====== Records for this exercise
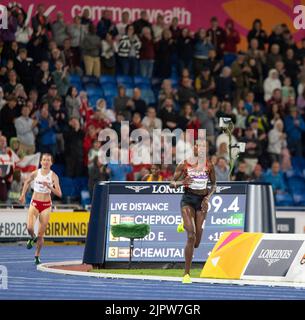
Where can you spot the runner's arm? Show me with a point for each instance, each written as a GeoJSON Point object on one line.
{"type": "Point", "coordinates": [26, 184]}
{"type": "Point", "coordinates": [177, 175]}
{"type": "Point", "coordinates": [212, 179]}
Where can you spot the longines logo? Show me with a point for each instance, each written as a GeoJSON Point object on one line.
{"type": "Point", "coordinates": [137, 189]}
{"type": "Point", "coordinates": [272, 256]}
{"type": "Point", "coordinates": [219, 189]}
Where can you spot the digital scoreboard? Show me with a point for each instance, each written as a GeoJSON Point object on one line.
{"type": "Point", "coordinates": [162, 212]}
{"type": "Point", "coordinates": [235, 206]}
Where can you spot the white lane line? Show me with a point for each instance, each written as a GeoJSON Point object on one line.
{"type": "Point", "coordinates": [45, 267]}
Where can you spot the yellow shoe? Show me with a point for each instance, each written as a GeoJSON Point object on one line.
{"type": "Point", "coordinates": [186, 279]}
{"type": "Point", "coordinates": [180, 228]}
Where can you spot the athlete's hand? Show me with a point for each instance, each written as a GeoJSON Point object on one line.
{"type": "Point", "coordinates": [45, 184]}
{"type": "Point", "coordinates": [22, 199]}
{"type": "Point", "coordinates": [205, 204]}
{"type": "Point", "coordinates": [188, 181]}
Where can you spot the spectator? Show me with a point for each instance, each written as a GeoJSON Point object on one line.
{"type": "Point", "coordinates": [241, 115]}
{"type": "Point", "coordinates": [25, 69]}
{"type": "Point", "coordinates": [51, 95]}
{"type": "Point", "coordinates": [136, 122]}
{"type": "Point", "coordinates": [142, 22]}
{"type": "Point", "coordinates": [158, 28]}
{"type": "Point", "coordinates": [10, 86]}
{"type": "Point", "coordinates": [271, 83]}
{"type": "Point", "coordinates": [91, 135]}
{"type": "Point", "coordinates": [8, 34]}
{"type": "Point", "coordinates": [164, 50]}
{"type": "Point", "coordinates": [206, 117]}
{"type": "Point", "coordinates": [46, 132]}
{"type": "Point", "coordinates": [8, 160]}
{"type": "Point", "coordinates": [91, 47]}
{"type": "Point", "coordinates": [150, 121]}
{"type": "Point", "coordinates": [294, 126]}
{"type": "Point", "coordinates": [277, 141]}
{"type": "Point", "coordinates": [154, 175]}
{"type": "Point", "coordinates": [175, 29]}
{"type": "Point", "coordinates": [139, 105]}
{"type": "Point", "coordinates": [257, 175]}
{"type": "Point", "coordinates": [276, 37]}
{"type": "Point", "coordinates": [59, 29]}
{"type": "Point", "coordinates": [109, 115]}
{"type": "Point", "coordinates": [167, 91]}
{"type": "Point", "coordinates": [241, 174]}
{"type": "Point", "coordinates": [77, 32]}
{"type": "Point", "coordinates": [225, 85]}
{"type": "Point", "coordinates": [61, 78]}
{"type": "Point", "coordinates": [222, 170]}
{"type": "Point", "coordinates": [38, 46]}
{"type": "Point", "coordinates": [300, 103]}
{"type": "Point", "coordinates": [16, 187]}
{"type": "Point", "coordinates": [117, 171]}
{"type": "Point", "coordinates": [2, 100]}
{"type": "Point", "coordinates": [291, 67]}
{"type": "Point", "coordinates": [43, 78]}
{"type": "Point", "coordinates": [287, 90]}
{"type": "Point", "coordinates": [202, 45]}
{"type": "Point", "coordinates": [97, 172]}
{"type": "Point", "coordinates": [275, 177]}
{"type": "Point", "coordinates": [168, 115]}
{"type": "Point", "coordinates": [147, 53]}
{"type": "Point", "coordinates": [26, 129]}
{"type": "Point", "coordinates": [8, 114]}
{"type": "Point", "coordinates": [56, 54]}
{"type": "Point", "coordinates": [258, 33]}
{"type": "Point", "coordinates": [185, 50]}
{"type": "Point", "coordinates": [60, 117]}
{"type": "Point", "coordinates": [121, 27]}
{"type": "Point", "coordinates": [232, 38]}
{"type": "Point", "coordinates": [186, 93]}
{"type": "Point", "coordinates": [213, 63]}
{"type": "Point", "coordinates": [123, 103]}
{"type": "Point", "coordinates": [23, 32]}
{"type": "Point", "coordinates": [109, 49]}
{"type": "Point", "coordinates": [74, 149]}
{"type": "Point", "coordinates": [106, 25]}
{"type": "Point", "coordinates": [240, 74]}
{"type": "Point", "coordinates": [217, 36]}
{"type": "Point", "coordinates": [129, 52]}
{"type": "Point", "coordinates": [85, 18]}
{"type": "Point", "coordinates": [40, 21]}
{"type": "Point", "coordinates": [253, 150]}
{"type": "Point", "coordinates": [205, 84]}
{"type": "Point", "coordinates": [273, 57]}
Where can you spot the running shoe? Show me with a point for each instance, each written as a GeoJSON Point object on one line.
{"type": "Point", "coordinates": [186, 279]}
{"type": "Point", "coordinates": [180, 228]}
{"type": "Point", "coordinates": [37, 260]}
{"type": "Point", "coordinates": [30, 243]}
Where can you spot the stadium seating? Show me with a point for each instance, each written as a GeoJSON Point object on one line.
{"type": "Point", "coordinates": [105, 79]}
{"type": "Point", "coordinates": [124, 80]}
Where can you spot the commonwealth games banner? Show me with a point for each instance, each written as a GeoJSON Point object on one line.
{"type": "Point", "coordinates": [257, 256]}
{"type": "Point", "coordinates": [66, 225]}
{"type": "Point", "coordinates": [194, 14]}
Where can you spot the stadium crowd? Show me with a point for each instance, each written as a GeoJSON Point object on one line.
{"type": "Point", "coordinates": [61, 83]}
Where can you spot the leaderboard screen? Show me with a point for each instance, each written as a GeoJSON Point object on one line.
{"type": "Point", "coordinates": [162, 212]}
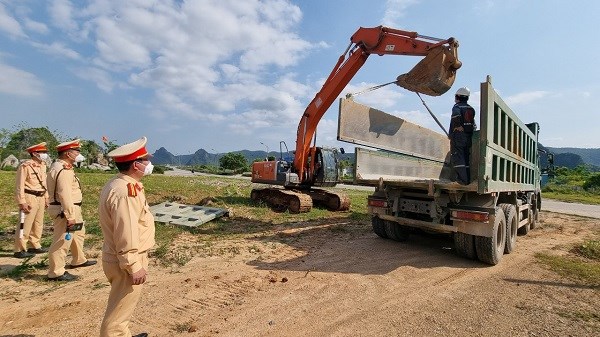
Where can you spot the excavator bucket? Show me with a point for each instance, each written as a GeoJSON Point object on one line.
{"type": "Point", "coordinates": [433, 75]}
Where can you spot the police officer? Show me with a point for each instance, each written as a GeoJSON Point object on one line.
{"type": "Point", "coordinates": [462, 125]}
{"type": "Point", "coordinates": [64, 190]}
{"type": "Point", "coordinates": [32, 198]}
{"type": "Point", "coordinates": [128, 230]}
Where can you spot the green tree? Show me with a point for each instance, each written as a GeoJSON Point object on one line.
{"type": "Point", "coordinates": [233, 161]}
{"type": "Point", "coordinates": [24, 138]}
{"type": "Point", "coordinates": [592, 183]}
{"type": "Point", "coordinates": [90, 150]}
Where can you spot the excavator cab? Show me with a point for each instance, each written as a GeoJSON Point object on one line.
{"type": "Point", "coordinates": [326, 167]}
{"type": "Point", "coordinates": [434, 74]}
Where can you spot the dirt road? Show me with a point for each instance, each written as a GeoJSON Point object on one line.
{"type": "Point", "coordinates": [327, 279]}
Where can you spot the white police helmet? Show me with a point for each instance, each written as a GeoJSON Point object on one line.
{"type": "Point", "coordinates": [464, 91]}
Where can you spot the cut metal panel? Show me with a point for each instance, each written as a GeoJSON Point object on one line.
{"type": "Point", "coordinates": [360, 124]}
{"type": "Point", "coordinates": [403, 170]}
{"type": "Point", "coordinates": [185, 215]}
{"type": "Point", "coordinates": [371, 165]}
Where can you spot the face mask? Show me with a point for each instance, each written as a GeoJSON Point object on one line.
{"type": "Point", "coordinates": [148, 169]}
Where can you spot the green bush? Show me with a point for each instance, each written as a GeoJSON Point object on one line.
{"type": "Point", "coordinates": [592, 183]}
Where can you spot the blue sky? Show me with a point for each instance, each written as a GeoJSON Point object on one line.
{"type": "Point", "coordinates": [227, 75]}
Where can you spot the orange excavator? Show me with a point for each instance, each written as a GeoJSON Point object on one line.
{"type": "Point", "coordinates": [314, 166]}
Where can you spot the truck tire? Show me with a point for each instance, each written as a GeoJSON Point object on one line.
============
*Work to be completed:*
Return the line that contains "Where can you spot the blue", along with every line after it in the data above, exactly and with nothing else.

*Task output:*
Where can you spot the blue sky? Show me with a point for each instance, each written as a GeoJSON Point object on one line.
{"type": "Point", "coordinates": [227, 75]}
Where can you spot the orange excavator? Show me with a point for each instance, each written as a GeoJSON Point object on one line.
{"type": "Point", "coordinates": [314, 166]}
Where can you spot the truck tire? Show me with a point for each instance, each written as a GeoJSON Point object on one line.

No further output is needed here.